● Page text
-- -- --

BowieHsu commented 7 years ago

@argman have you converted the checkpoints from VGG16 FC reduced caffemodel? I used converted checkpoints and train from scratch on ICDAR2015 and it shows good results, the loss should converge to 2.0 more or less, you can see #4 to download my checkpoints

argman commented 7 years ago

@BowieHsu , thks! I will try, and will post my result here.

argman commented 7 years ago

@BowieHsu , btw, can you share your trained model ? As i am using tf-1.3, so need to check whether some changes in tf.

argman commented 7 years ago

@BowieHsu , after 6 hours of training using 4 gpus, the loss curve is snp20170911184828296

argman commented 7 years ago

@BowieHsu , thks for your model, i can get meaningful result now! The model is really hard to train..

BowieHsu commented 7 years ago

haha，it's really a good news

JiasiWang commented 7 years ago

@BowieHsu , hi, I used converted checkpoints and trained from scratch on ICDAR2015 but I got a bad result. I set the learning rate in json file like this: "max_steps": 90000, "base_lr": 1e-4, "lr_breakpoints": [10000, 20000, 60000, 75000, 90000], "lr_decay": [0.64, 0.8, 1.0, 0.1, 0.01], I guess maybe the base_lr is too samll or something else. Could you please show me your training strategy and the good results? Thank you so much!

-- -- --

● Actions to take
(A) Could you write out the stretch of the checkpoint-training thread from "haha，it's really a" through "you so much!", replacing "json file" with "config file"?
(B) How would the checkpoint-training thread continue after its final comment? Extend it from that point.

● Stored data

-- -- --

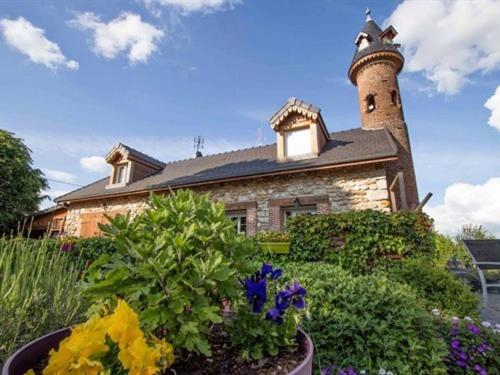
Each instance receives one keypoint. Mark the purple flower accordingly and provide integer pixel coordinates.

-- -- --

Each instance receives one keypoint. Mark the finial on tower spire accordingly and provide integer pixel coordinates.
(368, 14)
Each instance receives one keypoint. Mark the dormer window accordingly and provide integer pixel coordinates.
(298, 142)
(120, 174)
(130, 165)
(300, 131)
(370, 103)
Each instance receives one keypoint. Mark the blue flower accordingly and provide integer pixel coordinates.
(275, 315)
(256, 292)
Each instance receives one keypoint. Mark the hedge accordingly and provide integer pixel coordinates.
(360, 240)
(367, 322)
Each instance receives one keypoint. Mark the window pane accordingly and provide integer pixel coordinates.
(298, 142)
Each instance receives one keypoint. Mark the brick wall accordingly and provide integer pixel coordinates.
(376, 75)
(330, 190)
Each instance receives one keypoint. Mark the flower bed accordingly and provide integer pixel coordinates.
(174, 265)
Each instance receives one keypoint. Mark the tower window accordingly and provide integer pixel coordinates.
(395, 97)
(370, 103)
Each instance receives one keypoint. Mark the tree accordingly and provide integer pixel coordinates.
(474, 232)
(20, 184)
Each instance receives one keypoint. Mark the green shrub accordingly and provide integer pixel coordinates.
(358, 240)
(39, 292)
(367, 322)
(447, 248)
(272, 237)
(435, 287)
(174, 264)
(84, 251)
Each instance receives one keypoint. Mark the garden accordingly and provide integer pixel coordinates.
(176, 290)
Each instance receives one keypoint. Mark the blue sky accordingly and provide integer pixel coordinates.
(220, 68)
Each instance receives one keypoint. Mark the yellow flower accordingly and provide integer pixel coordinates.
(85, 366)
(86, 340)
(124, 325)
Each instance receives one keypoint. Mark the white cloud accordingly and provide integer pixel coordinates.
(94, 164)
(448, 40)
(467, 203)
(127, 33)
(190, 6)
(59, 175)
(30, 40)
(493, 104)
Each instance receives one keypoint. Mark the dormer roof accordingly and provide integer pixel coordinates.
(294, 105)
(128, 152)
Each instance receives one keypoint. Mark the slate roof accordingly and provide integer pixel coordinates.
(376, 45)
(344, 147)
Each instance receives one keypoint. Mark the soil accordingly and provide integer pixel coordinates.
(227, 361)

-- -- --

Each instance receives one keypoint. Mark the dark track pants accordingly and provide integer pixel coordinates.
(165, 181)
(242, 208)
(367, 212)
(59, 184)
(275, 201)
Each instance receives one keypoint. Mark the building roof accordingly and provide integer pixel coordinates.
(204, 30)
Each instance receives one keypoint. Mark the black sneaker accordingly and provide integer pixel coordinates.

-- -- --

● Final answers
(A)
haha，it's really a good news

JiasiWang commented 7 years ago

@BowieHsu , hi, I used converted checkpoints and trained from scratch on ICDAR2015 but I got a bad result. I set the learning rate in config file like this: "max_steps": 90000, "base_lr": 1e-4, "lr_breakpoints": [10000, 20000, 60000, 75000, 90000], "lr_decay": [0.64, 0.8, 1.0, 0.1, 0.01], I guess maybe the base_lr is too samll or something else. Could you please show me your training strategy and the good results? Thank you so much!

(B)
BowieHsu commented 7 years ago

@JiasiWang Hi,wang, I'm also trained the model with default pretrain.json which shows good result,how about your batch size? or you may check loss value using tensorboard

JiasiWang commented 7 years ago

@BowieHsu , I did not change the batchsize, it is 32. I just changed the base_lr to 1e-4. I will check it, thanks

BowieHsu commented 7 years ago

@JiasiWang Yep, the default learning rate should be 5e-4.

BowieHsu commented 7 years ago

@JiasiWang By the way,the ICDAR2015 seglink model should pretrain on Synthtext datasets first, then finetune on ICDAR2015 train data sets if you want to reach 75% Hmean.

JiasiWang commented 7 years ago

@BowieHsu yeah, I know that seglink model need pretrain on Synthtext datasets. and without pretrain, I only get 58% Hmean. After that, I also pretrained the model as the paper showed, then fine-tune it, both steps I use the default json file, but it seems like that the loss did not converge in finetuning step.

Godricly commented 7 years ago

May I ask how to use your model? As I not familiar with tensorflow. I tried to load it in tensorflow 1.4, but I got following error. I did some search but no solution works for me.

i tried following solutions:

change seglink/sovler.py with

model_loader.restore(sess, './data/VGG_ILSVRC_16_layers_ssd/VGG_ILSVRC_16_layers_ssd.ckpt.data-00000-of-00001')

set a folder with name VGG_ILSVRC_16_layers_ssd and passed its pass in json
set finetune_model value as VGG_ILSVRC_16_layers_ssd.ckpt, wich is a copy of VGG_ILSVRC_16_layers_ssd.ckpt.data-00000-of-00001

Error log:

seglink/data/VGG_ILSVRC_16_layers_ssd/VGG_ILSVRC_16_layers_ssd.ckpt.data-00000-of-00001: Data loss: not an sstable (bad magic number): perhaps your file is in a different file format and you need to use a different restore operator?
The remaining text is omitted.